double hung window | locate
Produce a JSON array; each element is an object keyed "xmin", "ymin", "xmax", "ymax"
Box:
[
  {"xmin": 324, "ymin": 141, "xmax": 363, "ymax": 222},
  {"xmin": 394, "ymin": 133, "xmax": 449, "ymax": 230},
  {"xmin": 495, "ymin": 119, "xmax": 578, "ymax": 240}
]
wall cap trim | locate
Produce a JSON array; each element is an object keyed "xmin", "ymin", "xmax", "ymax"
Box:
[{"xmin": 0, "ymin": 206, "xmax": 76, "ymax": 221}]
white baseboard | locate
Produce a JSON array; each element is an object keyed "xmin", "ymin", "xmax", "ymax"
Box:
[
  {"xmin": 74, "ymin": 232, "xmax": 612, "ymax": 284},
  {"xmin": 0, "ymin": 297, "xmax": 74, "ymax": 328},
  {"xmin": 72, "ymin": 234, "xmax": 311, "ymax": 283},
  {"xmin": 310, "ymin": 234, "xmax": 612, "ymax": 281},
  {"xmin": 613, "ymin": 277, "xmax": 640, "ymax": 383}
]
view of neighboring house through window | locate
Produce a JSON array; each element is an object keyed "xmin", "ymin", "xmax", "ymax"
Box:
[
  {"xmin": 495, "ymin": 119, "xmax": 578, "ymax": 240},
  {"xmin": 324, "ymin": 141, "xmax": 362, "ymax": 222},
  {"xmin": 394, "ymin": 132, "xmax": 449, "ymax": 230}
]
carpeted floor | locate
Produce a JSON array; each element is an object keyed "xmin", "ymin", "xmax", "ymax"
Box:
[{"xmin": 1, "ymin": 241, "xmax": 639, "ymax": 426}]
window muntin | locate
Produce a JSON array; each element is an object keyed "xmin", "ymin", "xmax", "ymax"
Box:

+ + + + + + +

- Task requirements -
Your answer must be the line containing "window muntin | locate" and each line after it in the listing above, copied exactly.

- Result -
window muntin | locate
Produce a JSON array; each element is an object keyed "xmin", "ymin", "xmax", "ymax"
Box:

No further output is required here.